### EXERCISE DIRECTIONS
Please tally the lines in the items below that contain the string "parsley", matching case exactly, and give only the number.

### Annotated coordinate records
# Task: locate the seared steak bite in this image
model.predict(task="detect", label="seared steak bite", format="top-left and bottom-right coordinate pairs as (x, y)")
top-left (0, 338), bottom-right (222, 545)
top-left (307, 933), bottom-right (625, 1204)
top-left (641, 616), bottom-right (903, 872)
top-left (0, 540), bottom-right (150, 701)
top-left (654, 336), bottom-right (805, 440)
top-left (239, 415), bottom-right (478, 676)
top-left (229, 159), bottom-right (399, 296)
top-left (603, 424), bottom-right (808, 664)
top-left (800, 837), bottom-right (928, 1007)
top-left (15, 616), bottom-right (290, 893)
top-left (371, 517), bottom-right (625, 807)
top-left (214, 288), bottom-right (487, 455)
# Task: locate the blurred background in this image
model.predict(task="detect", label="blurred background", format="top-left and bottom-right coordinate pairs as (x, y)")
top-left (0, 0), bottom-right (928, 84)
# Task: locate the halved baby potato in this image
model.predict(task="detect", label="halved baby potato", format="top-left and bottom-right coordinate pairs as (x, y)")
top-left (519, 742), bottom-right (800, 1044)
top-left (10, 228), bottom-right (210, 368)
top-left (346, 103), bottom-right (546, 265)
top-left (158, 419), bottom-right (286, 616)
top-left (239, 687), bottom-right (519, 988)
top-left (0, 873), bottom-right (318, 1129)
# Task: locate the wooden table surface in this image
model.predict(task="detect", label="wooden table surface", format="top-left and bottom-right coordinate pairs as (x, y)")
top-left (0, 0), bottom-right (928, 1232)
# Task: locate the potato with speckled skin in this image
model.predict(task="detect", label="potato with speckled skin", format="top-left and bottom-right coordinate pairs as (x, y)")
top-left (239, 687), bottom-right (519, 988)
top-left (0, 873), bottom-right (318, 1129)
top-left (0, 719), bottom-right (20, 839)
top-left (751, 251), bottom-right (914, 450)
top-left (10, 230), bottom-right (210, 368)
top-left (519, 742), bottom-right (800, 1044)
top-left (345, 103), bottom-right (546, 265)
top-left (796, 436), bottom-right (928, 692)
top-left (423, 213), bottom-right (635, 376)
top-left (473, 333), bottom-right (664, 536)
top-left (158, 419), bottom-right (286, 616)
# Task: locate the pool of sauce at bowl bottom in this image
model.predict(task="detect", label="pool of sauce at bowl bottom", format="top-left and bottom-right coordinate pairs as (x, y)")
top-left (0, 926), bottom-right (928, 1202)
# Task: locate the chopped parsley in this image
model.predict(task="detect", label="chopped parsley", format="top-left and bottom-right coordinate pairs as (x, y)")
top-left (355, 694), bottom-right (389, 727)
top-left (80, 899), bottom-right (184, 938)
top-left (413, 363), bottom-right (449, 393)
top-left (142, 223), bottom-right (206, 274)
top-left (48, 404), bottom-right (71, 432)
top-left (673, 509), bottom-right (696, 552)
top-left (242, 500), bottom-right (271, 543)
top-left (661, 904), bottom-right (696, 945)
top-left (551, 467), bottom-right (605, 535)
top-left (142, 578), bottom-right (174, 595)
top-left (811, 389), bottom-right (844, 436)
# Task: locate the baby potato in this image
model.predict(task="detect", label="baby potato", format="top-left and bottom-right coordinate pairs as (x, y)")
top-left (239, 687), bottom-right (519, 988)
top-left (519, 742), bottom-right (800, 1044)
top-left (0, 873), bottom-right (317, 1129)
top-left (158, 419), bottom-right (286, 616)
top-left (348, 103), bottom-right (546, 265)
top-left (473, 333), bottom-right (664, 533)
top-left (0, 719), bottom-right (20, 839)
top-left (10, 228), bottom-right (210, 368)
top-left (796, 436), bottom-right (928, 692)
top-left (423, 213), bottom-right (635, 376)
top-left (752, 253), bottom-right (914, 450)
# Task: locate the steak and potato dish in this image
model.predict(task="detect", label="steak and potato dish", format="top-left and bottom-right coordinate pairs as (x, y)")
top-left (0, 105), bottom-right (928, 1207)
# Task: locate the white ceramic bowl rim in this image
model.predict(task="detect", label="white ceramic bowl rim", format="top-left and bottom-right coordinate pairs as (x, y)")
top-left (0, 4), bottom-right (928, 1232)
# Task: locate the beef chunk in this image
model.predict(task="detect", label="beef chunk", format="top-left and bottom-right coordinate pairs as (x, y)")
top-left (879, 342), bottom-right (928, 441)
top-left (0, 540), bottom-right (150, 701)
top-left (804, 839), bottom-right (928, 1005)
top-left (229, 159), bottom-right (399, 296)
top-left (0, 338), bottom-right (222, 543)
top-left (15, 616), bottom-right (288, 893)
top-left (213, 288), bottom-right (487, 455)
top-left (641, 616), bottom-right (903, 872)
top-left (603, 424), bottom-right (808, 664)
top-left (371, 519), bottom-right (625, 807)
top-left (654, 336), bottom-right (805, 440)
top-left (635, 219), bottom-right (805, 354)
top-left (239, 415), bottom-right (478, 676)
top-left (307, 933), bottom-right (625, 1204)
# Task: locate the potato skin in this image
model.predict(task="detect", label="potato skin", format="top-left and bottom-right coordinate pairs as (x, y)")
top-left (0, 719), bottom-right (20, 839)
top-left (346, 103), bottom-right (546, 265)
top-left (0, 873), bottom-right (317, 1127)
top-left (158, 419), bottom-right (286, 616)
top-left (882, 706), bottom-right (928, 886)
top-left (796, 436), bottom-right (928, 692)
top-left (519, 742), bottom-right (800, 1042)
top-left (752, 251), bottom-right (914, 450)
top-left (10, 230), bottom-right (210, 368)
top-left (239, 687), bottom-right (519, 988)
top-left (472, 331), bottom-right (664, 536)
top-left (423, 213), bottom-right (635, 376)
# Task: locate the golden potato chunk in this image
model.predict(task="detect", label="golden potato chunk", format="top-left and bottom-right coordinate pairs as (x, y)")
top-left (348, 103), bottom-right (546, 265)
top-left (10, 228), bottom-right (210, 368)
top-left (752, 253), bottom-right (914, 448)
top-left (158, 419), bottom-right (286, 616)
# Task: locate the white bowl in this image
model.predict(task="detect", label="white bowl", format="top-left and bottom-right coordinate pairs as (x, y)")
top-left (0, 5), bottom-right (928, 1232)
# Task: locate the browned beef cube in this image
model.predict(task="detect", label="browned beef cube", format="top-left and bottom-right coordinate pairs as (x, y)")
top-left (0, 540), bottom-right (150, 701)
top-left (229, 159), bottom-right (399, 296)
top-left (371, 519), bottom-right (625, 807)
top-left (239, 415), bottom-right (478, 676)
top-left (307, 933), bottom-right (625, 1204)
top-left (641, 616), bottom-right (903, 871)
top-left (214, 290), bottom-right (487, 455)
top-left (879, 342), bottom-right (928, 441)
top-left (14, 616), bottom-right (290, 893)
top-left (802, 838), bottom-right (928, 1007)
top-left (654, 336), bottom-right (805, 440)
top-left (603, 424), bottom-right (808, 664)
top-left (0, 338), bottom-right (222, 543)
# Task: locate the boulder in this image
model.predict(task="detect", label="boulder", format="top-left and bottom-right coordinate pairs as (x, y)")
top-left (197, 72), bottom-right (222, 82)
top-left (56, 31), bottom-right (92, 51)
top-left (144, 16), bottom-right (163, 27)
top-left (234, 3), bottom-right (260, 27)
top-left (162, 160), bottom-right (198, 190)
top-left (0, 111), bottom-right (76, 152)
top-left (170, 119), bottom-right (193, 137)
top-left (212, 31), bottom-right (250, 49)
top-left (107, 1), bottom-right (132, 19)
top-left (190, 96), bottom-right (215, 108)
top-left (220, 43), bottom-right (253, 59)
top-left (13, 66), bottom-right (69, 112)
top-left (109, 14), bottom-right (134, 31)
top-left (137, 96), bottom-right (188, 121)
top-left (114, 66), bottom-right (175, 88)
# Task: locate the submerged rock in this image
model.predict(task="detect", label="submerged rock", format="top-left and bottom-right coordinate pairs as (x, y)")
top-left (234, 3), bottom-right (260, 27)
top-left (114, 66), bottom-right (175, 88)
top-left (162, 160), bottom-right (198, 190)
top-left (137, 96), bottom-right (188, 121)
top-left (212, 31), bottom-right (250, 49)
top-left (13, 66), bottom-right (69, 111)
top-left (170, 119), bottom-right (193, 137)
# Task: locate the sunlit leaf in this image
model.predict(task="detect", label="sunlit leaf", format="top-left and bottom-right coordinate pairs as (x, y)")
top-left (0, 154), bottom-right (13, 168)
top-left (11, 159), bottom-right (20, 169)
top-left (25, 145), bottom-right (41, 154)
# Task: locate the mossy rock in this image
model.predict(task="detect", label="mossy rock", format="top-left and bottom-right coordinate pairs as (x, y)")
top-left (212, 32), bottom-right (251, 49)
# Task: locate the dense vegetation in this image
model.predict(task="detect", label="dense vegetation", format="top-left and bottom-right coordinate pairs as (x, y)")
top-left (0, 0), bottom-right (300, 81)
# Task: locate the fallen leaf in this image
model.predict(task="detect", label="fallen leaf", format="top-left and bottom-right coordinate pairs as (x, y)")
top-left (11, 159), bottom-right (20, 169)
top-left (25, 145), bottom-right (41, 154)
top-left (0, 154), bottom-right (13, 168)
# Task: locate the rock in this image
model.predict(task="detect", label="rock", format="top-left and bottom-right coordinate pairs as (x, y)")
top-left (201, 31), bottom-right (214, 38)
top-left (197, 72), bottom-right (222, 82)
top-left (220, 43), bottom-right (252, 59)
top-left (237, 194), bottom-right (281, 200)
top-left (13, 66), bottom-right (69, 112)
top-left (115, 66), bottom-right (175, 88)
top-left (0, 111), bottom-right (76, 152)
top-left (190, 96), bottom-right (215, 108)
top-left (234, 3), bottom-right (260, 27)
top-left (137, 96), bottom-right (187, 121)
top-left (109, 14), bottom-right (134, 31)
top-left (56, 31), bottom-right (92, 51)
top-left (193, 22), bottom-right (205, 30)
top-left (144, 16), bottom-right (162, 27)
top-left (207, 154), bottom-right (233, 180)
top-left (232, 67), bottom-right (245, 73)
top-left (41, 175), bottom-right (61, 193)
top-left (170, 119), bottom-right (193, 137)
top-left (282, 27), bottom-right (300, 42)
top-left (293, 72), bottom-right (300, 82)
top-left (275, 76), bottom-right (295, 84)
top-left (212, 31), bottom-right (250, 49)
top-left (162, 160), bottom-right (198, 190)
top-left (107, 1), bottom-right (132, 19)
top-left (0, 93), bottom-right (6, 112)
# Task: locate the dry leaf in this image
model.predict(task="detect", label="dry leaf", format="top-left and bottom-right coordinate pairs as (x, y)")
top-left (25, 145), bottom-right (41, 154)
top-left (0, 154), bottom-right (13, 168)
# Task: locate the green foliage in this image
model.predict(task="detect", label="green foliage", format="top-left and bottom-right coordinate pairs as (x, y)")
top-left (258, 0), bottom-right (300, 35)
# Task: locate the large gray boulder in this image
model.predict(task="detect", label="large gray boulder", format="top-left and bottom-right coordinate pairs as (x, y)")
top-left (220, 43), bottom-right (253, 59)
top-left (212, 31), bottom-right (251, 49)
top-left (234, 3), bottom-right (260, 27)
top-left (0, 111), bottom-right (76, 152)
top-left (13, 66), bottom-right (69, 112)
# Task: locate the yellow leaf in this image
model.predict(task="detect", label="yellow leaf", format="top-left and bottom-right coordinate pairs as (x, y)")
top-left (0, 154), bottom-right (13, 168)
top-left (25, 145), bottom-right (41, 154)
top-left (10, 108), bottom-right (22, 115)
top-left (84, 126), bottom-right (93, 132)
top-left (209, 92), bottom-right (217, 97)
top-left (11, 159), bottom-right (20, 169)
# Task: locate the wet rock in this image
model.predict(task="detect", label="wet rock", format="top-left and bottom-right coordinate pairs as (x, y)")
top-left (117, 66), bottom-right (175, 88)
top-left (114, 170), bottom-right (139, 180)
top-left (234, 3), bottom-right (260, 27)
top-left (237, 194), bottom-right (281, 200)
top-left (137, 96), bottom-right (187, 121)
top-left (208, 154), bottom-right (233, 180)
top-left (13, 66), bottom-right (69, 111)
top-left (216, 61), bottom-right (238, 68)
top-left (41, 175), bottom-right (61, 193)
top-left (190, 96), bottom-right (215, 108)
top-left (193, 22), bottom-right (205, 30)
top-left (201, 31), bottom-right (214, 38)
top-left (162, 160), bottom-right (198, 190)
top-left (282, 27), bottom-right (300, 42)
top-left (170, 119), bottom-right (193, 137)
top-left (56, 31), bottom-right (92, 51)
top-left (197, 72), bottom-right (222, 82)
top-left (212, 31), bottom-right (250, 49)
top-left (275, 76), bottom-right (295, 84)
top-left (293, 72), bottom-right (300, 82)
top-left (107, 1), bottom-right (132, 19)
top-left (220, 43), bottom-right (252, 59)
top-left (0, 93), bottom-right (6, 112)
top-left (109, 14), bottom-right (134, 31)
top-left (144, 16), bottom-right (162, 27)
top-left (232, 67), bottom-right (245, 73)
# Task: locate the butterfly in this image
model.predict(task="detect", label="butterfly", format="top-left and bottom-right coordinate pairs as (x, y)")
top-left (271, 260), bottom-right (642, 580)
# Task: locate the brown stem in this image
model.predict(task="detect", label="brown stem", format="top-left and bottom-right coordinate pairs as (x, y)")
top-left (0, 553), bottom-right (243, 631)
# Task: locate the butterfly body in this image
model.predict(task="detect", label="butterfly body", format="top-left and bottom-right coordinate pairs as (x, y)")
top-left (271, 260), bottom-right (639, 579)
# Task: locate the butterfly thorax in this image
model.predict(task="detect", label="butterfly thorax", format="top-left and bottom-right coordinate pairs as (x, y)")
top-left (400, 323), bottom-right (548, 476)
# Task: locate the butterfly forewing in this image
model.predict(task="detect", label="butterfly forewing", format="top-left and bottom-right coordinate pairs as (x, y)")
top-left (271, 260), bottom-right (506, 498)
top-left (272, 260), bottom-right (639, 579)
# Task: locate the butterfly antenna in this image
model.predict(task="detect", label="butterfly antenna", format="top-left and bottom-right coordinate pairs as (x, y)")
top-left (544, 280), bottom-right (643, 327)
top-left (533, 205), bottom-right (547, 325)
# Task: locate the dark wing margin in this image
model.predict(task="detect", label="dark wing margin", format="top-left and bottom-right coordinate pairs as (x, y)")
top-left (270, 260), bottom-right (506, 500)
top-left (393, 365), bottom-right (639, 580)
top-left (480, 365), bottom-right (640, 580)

### FINISHED EXERCISE
2